Exercise aim: The stretch wanted below opens at the line containing "point(220, 242)" and closes at the line containing "point(31, 221)". Please return it exactly, with no other lines.

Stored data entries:

⟨

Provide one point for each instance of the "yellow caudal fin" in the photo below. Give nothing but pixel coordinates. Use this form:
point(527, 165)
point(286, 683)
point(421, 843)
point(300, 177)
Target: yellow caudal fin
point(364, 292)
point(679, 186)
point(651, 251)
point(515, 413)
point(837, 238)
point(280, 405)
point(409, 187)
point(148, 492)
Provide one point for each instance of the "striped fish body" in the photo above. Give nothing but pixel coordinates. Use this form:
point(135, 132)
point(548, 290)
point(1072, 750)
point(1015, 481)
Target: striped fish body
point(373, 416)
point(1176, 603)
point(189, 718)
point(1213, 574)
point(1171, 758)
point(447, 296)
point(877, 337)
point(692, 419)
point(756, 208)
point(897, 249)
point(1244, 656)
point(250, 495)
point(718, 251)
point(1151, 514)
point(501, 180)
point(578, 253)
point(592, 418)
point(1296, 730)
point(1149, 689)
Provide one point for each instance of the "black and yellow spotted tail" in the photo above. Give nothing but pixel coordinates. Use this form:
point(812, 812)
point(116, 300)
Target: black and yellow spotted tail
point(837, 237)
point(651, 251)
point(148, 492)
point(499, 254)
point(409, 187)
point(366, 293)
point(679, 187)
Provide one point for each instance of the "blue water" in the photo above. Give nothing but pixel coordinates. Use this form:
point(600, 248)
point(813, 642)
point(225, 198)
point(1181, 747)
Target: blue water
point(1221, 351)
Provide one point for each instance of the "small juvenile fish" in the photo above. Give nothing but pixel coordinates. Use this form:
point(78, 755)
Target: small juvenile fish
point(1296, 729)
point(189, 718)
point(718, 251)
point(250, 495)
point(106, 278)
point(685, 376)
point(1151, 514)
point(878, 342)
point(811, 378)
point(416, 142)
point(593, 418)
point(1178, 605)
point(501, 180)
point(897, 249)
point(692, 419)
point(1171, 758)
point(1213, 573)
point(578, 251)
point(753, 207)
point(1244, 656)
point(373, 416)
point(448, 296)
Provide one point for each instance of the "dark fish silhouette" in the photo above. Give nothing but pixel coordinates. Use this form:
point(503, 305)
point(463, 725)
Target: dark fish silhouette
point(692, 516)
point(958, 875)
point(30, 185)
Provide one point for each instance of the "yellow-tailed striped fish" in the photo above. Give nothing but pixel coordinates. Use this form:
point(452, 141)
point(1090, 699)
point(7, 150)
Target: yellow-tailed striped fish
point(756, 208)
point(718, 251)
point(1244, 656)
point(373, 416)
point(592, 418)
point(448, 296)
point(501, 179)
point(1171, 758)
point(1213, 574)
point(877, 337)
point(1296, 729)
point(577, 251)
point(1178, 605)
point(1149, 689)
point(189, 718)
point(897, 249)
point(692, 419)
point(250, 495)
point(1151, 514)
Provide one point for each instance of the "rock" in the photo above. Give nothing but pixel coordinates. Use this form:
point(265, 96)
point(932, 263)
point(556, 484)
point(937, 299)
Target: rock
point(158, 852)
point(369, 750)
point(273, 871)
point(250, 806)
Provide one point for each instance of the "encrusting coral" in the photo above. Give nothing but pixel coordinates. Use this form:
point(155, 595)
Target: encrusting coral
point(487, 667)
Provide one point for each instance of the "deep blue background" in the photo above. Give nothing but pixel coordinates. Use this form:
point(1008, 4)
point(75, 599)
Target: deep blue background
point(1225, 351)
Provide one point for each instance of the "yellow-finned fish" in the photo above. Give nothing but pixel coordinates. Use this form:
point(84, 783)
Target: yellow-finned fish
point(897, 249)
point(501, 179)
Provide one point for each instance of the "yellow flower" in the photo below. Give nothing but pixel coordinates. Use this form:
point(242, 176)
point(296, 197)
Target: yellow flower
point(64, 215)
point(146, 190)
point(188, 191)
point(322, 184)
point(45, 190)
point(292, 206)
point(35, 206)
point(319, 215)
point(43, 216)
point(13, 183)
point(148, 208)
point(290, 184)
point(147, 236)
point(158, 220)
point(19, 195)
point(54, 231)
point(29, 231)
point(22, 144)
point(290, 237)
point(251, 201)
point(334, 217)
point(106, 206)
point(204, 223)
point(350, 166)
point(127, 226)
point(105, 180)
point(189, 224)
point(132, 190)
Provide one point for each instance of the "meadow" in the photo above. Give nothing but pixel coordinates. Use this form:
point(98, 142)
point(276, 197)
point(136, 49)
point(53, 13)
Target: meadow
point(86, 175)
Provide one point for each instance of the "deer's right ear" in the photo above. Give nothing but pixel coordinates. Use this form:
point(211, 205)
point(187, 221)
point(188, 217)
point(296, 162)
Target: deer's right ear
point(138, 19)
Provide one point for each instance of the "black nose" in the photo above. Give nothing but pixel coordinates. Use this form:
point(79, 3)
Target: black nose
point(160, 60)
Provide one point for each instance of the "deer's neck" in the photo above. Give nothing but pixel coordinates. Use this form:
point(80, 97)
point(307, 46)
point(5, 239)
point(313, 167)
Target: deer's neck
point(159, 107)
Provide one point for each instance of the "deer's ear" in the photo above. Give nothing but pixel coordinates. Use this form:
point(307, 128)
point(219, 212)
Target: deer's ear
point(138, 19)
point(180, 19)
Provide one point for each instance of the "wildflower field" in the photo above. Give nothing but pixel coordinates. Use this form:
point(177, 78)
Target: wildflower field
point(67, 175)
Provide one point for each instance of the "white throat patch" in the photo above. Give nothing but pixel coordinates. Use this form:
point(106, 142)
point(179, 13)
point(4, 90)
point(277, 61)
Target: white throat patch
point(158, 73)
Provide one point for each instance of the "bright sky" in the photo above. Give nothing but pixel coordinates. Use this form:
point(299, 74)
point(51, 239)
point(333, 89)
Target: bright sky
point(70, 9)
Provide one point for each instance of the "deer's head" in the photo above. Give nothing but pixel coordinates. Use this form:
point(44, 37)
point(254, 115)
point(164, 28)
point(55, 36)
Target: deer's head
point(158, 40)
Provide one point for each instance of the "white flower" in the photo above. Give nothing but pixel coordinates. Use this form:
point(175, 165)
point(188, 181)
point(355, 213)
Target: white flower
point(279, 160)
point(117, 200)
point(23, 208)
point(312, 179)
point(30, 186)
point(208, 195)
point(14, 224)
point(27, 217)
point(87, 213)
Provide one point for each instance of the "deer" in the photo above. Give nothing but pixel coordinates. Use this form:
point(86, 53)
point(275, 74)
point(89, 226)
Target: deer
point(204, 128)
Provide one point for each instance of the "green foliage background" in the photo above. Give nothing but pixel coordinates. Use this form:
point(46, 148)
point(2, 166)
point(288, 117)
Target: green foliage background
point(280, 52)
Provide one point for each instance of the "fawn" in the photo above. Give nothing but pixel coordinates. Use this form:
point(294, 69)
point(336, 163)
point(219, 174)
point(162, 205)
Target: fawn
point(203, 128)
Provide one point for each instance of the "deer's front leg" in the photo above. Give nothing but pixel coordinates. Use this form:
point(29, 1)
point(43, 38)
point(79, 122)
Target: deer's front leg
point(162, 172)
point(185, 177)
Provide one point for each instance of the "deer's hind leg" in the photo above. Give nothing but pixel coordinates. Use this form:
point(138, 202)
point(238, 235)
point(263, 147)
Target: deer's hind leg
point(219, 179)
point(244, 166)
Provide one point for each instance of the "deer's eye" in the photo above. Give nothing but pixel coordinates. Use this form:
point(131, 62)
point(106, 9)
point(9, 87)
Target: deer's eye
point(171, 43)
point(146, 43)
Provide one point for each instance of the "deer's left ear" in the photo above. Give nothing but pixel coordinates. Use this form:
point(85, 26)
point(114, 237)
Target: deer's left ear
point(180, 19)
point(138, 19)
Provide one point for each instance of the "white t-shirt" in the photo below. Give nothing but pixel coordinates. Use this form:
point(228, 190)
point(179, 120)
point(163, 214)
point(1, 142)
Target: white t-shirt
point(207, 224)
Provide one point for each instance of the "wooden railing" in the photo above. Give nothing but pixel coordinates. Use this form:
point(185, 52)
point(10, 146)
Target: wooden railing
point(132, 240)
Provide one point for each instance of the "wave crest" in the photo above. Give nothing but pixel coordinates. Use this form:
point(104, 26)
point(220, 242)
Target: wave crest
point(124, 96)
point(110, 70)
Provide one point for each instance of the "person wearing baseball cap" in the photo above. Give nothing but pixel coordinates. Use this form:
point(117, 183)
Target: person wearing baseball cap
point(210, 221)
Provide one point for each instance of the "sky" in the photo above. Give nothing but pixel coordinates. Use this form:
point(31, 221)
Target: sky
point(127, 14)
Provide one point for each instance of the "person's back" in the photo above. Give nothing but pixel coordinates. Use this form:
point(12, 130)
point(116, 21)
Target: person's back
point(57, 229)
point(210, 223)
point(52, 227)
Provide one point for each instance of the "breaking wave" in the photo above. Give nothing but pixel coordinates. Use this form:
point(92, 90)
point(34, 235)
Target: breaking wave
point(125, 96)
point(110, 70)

⟩

Solution to this task:
point(220, 242)
Target: wave crest
point(124, 96)
point(110, 70)
Provide one point for each instance of the "person wearing baseball cap" in the photo above. Give nothing but pixel coordinates. Use this form:
point(117, 183)
Target: person wearing baseball cap
point(210, 221)
Provide one point for each instance of the "sky" in the photo above. Give nothing but pixel coordinates. Use this form:
point(31, 221)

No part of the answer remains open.